- **Exercise task**: Reproduce every line of the material below word for word, leaving out the pictures.

Stored data records
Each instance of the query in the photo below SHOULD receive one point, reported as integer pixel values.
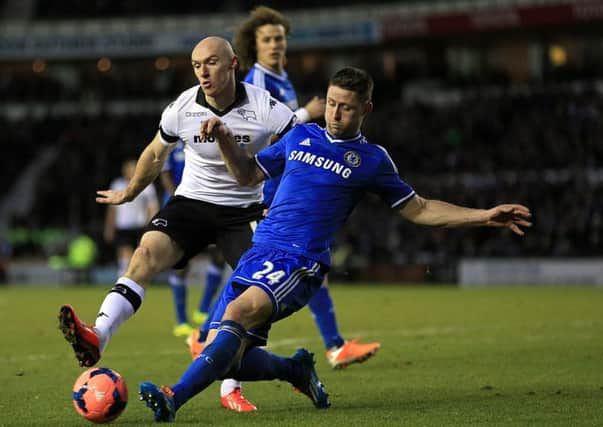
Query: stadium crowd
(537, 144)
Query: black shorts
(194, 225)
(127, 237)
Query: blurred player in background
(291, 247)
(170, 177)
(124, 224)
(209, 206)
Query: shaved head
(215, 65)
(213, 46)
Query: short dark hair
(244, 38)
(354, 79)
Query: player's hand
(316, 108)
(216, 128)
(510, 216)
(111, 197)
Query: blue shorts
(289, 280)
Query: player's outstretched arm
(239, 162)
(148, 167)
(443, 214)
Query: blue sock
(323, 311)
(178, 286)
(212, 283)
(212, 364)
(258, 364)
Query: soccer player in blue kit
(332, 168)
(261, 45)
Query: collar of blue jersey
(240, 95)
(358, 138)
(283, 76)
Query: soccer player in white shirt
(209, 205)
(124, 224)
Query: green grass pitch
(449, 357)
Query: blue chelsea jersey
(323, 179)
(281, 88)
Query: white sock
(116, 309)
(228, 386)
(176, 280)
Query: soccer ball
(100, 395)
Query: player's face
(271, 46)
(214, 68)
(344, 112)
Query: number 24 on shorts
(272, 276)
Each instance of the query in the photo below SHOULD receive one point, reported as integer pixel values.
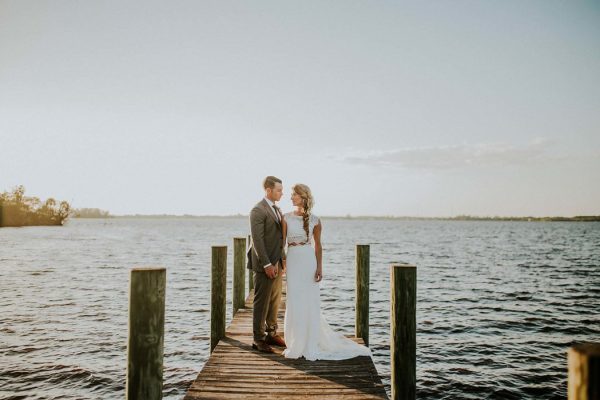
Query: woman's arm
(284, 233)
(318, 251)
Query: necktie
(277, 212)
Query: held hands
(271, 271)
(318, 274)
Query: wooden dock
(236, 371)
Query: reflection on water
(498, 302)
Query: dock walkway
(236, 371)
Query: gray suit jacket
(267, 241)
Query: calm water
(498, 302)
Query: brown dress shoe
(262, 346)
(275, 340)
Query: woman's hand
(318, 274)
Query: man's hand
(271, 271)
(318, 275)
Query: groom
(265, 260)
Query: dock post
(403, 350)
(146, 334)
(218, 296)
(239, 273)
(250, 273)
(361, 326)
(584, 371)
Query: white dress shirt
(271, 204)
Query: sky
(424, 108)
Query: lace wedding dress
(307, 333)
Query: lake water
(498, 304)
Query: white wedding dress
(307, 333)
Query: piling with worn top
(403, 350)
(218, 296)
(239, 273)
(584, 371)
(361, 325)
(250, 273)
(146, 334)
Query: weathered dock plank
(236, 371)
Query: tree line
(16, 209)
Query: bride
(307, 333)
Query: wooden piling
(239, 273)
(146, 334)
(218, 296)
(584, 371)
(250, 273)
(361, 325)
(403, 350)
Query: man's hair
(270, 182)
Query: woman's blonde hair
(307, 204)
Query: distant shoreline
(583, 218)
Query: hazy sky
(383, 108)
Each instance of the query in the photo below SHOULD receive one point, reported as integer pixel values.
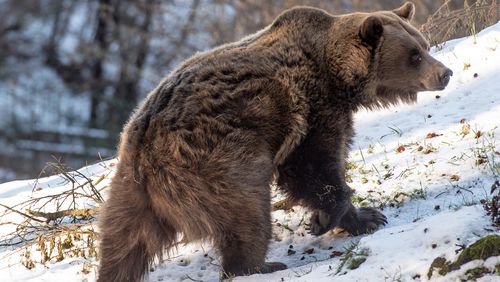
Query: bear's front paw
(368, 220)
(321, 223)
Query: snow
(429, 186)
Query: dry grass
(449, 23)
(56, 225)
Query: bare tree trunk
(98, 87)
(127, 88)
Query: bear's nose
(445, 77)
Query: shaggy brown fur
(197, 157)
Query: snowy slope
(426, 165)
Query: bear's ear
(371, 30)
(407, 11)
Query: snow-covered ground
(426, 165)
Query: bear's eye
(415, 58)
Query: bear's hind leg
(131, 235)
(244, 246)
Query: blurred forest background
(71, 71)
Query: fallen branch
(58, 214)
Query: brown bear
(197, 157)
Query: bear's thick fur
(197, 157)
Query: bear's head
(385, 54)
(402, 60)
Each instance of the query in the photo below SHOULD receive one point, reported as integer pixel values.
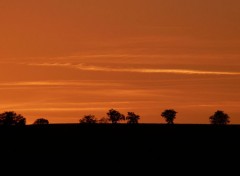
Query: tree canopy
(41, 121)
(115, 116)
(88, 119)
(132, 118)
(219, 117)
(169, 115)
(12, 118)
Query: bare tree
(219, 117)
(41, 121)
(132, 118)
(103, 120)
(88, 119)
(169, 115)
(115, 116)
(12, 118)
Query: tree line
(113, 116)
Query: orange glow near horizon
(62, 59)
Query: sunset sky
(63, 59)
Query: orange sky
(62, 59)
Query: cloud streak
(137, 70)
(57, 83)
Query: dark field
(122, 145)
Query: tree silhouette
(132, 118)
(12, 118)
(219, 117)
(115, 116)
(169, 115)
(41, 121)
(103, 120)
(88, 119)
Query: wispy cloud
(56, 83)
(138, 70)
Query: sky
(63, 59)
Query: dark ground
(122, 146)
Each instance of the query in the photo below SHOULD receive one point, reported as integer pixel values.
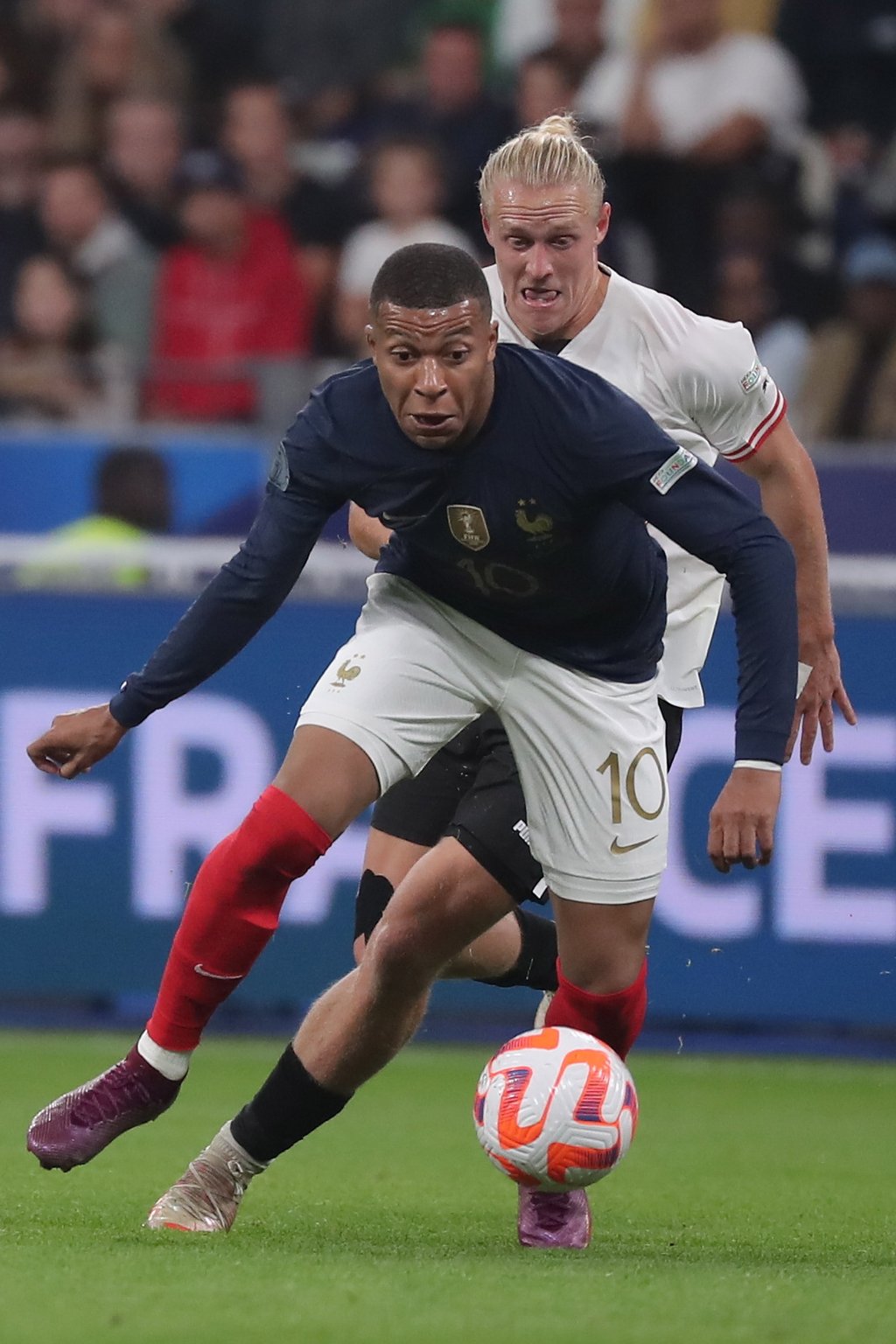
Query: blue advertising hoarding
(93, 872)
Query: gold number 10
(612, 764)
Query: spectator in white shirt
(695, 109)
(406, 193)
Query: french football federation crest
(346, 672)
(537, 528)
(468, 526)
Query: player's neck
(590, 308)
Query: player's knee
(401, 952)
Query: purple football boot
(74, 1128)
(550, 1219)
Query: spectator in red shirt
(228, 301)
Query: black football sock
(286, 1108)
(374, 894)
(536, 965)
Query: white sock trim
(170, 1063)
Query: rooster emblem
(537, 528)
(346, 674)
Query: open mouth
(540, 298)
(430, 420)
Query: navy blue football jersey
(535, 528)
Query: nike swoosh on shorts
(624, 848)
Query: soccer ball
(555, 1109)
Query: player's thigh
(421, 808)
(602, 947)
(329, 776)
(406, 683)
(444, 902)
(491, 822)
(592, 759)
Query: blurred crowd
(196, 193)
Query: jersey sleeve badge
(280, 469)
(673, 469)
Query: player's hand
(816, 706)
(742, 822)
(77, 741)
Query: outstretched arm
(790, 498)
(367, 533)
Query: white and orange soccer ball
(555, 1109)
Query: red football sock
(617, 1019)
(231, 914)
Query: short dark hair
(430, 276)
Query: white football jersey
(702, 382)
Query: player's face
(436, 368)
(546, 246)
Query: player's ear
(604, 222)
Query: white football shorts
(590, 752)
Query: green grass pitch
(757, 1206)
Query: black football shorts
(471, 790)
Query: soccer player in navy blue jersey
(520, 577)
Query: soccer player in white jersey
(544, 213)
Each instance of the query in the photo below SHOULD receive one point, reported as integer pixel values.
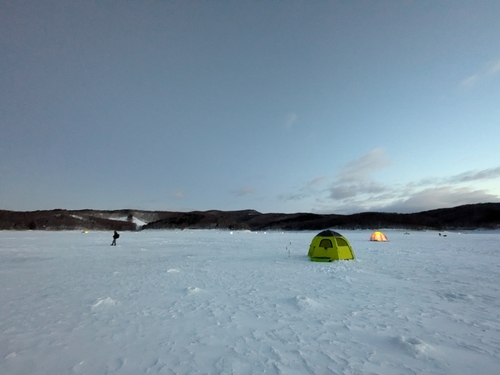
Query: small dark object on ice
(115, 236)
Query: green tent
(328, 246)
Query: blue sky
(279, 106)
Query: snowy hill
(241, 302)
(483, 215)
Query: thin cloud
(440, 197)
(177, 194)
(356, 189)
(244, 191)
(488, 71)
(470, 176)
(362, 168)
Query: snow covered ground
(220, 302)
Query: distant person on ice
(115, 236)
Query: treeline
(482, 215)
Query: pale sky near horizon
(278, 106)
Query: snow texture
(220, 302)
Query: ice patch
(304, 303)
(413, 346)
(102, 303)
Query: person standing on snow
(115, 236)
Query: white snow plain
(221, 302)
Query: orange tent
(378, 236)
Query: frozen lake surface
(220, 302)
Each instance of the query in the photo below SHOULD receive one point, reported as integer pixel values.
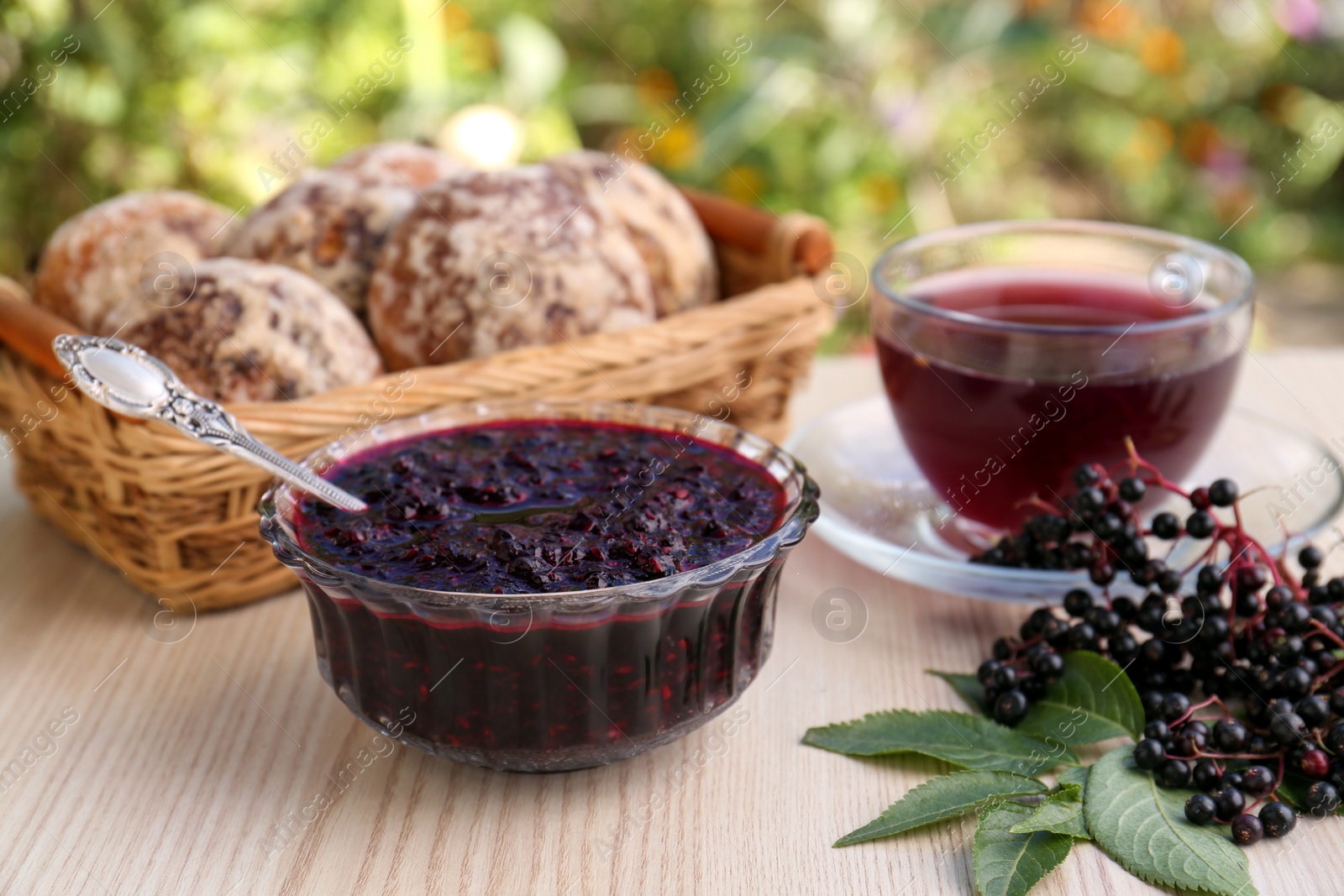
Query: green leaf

- **Exercise output**:
Each instance of the query in the photo below SHOULD receive one point, reported as integer pixel values.
Query: stadium crowd
(537, 144)
Query: black shorts
(194, 225)
(127, 237)
Query: blurred player in background
(291, 247)
(170, 177)
(124, 224)
(209, 206)
Query: shaved head
(215, 65)
(213, 46)
Query: short dark hair
(244, 38)
(354, 79)
Query: player's hand
(316, 108)
(216, 128)
(510, 216)
(111, 197)
Query: blue shorts
(289, 280)
Query: player's outstretched arm
(239, 162)
(148, 167)
(443, 214)
Query: blue sock
(323, 311)
(178, 286)
(212, 283)
(212, 364)
(258, 364)
Query: soccer player in blue kit
(332, 168)
(261, 45)
Query: collar of blue jersey
(240, 95)
(358, 138)
(283, 76)
Query: soccer player in white shirt
(209, 205)
(124, 224)
Query: green grass pitch
(449, 357)
Query: blue chelsea jersey
(323, 179)
(281, 88)
Query: white sock
(116, 309)
(228, 386)
(176, 280)
Query: soccer ball
(100, 395)
Query: player's face
(271, 46)
(214, 68)
(344, 112)
Query: number 24 on shorts
(272, 276)
Each instance of the query in the photo below SHOULD receive one point, reported as integer pixel values.
Query: woman's arm
(284, 233)
(318, 251)
Query: necktie
(277, 212)
Query: held hands
(271, 271)
(318, 274)
Query: wooden dock
(236, 371)
Query: reflection on water
(498, 302)
Query: dock walkway
(236, 371)
Query: gray suit jacket
(267, 241)
Query: calm water
(498, 302)
Query: brown dress shoe
(262, 346)
(275, 340)
Query: woman's hand
(318, 274)
Query: man's hand
(271, 271)
(318, 275)
Query: groom
(265, 260)
Query: dock post
(403, 350)
(146, 334)
(218, 296)
(239, 273)
(250, 273)
(361, 326)
(584, 371)
Query: white dress shirt
(271, 204)
Query: sky
(424, 108)
Query: lace wedding dress
(307, 333)
Query: lake water
(498, 304)
Query: white wedding dress
(307, 333)
Query: piling with worn top
(403, 350)
(218, 296)
(239, 273)
(584, 371)
(361, 325)
(250, 273)
(146, 334)
Query: weathered dock plank
(236, 371)
Query: tree line
(16, 209)
Query: bride
(307, 333)
Query: wooden piling
(239, 273)
(146, 334)
(218, 296)
(584, 371)
(250, 273)
(361, 325)
(403, 350)
Query: man's hair
(270, 182)
Query: woman's blonde hair
(307, 204)
Query: distant shoreline
(583, 218)
Query: hazy sky
(383, 108)
Each instance of the query in the photo below SHOULD receive one point, reported as integer pixel values.
Query: bear's front paw
(368, 220)
(321, 223)
Query: snow
(429, 186)
Query: dry grass
(449, 23)
(56, 225)
Query: bare tree trunk
(98, 87)
(127, 88)
Query: bear's nose
(445, 77)
Query: shaggy brown fur
(197, 157)
Query: snowy slope
(426, 165)
Query: bear's ear
(371, 30)
(407, 11)
Query: snow-covered ground
(426, 165)
Query: bear's eye
(415, 58)
Query: bear's hind leg
(131, 235)
(244, 246)
Query: blurred forest background
(71, 71)
Query: fallen branch
(58, 214)
Query: brown bear
(197, 157)
Query: bear's thick fur
(197, 157)
Query: bear's head
(385, 54)
(402, 60)
Each instance of the query in the photo below SHOULD receive one point, reported as integer pixel values.
Query: tree canopy
(41, 121)
(115, 116)
(88, 119)
(132, 118)
(219, 117)
(169, 115)
(12, 118)
Query: bare tree
(219, 117)
(41, 121)
(132, 118)
(103, 120)
(88, 119)
(169, 115)
(115, 116)
(12, 118)
Query: tree line
(113, 116)
Query: orange glow near horizon
(62, 59)
Query: sunset sky
(63, 59)
Query: orange sky
(62, 59)
Query: cloud streak
(137, 70)
(57, 83)
Query: dark field
(122, 145)
Query: tree silhouette
(132, 118)
(12, 118)
(219, 117)
(115, 116)
(169, 115)
(41, 121)
(103, 120)
(88, 119)
Query: wispy cloud
(56, 83)
(138, 70)
Query: sky
(63, 59)
Query: dark ground
(122, 146)
Each instance of the query in the photo below SHOULD receive one point, reported as integer pixel values.
Query: blue advertising hoarding
(93, 872)
Query: gold number 10
(612, 764)
Query: spectator in white shirt
(695, 109)
(406, 193)
Query: french football federation crest
(346, 672)
(537, 528)
(468, 526)
Query: player's neck
(590, 308)
Query: player's knee
(401, 952)
Query: purple football boot
(74, 1128)
(550, 1219)
Query: spectator in red shirt
(228, 301)
Query: black football sock
(286, 1108)
(374, 894)
(536, 965)
Query: white sock trim
(170, 1063)
Query: rooster emblem
(537, 528)
(346, 674)
Query: open mouth
(540, 298)
(430, 420)
Query: navy blue football jersey
(535, 528)
Query: nike swoosh on shorts
(624, 848)
Query: soccer ball
(555, 1109)
Query: player's thigh
(421, 808)
(602, 947)
(329, 776)
(406, 683)
(444, 902)
(491, 822)
(592, 759)
Query: blurred crowd
(196, 193)
Query: jersey sleeve badge
(280, 469)
(673, 469)
Query: player's hand
(816, 706)
(742, 822)
(77, 741)
Query: outstretched arm
(790, 498)
(367, 533)
Query: white and orange soccer ball
(555, 1109)
Query: red football sock
(617, 1019)
(231, 914)
Query: short dark hair
(430, 276)
Query: white football jersey
(702, 382)
Query: player's face
(436, 368)
(546, 246)
Query: player's ear
(604, 222)
Query: white football shorts
(590, 752)
Query: green grass pitch
(757, 1206)
Query: black football shorts
(471, 790)
Query: soccer player in navy blue jersey
(520, 577)
Query: soccer player in white jersey
(544, 213)
Each instance of the query in the photo below SHOULD receive one point, reported as integer pixel values.
Query: small dark object on ice
(115, 236)
Query: green tent
(328, 246)
Query: blue sky
(279, 106)
Query: snowy hill
(241, 302)
(483, 215)
Query: thin cloud
(440, 197)
(177, 194)
(356, 189)
(244, 191)
(488, 71)
(470, 176)
(362, 168)
Query: snow covered ground
(220, 302)
Query: distant person on ice
(115, 236)
Query: treeline
(482, 215)
Query: pale sky near horizon
(278, 106)
Query: snow texture
(220, 302)
Query: ice patch
(304, 303)
(413, 346)
(102, 303)
Query: person standing on snow
(115, 236)
Query: white snow plain
(221, 302)
Query: orange tent
(378, 236)
Query: frozen lake surface
(220, 302)
Each instance of the query in the photo below SHOULD receive one point, reported as integer pixel values.
Query: green leaf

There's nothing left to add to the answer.